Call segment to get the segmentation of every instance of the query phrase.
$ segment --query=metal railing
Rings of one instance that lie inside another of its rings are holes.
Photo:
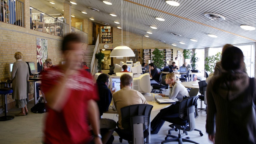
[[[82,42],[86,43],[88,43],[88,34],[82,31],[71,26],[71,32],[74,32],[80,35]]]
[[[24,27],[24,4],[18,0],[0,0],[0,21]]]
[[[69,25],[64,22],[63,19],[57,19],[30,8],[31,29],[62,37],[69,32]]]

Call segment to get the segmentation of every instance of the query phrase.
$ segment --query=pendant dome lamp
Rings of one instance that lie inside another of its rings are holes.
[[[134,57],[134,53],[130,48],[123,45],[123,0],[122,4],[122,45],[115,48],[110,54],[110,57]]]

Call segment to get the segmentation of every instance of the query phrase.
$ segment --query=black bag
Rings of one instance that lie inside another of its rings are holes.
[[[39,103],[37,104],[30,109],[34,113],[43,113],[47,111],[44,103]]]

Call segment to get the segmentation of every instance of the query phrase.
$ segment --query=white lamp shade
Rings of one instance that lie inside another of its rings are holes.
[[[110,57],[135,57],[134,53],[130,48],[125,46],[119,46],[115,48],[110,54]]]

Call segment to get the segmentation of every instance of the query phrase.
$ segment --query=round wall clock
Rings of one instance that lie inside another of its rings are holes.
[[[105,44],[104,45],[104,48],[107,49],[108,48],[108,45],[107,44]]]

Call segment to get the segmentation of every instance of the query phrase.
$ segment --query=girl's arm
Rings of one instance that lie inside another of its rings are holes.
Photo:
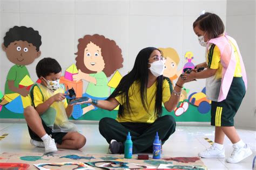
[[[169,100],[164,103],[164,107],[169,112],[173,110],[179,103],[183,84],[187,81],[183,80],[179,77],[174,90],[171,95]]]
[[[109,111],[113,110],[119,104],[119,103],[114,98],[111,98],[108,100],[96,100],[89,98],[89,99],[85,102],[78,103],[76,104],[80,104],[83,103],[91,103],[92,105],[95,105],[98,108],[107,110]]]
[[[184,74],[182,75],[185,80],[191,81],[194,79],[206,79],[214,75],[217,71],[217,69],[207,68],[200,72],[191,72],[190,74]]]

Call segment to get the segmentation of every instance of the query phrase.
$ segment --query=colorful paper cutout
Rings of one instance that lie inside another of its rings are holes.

################

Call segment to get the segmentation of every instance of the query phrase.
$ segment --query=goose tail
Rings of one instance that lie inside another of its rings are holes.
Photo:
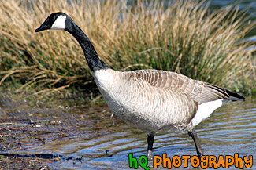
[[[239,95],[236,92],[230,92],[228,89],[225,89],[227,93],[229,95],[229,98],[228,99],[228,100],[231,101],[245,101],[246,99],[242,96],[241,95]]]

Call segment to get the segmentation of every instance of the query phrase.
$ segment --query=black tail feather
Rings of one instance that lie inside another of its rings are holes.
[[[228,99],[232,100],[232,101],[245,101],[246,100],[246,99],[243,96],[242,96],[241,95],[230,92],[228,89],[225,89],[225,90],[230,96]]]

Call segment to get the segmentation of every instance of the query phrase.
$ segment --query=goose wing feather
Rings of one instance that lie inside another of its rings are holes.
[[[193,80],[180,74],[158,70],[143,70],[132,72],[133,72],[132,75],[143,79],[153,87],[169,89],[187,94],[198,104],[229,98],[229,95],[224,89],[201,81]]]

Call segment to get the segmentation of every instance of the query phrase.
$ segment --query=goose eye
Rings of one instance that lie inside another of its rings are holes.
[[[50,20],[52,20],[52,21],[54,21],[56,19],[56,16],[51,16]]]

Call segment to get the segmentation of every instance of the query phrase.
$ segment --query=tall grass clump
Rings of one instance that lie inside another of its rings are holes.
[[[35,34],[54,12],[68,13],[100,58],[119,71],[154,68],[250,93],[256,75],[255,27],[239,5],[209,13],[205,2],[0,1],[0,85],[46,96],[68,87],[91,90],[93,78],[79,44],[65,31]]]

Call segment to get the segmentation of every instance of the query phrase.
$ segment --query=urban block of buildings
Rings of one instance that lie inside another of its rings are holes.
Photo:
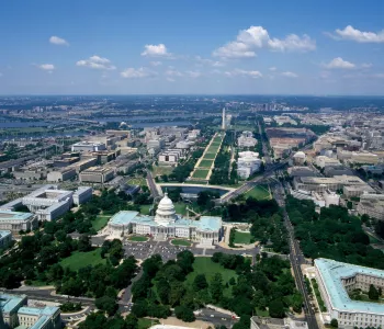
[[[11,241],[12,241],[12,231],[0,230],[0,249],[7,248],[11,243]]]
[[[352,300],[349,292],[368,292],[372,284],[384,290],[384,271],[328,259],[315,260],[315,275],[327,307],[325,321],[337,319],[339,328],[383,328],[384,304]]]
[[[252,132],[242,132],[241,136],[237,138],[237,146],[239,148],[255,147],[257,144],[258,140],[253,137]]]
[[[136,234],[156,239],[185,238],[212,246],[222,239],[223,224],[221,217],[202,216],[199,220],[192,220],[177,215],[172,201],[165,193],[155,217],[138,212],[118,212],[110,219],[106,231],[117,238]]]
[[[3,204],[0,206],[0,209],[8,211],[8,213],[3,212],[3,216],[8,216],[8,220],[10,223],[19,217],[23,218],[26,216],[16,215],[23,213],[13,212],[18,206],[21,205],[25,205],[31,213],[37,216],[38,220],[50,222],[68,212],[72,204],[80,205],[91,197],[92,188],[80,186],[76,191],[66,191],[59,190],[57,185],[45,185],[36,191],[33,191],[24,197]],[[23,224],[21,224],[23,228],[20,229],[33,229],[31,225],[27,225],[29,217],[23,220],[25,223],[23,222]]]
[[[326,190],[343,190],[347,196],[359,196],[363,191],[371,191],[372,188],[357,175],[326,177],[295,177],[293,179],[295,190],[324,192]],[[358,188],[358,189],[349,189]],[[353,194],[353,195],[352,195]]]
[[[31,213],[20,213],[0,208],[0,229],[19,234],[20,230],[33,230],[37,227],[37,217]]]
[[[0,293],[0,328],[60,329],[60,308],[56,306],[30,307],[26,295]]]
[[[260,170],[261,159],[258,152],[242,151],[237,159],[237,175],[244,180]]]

################

● Do this: Pick out every line in the material above that contains the word "feather", and copy each one.

● Final result:
$ segment --query=black tail feather
$ segment --query=goose wing feather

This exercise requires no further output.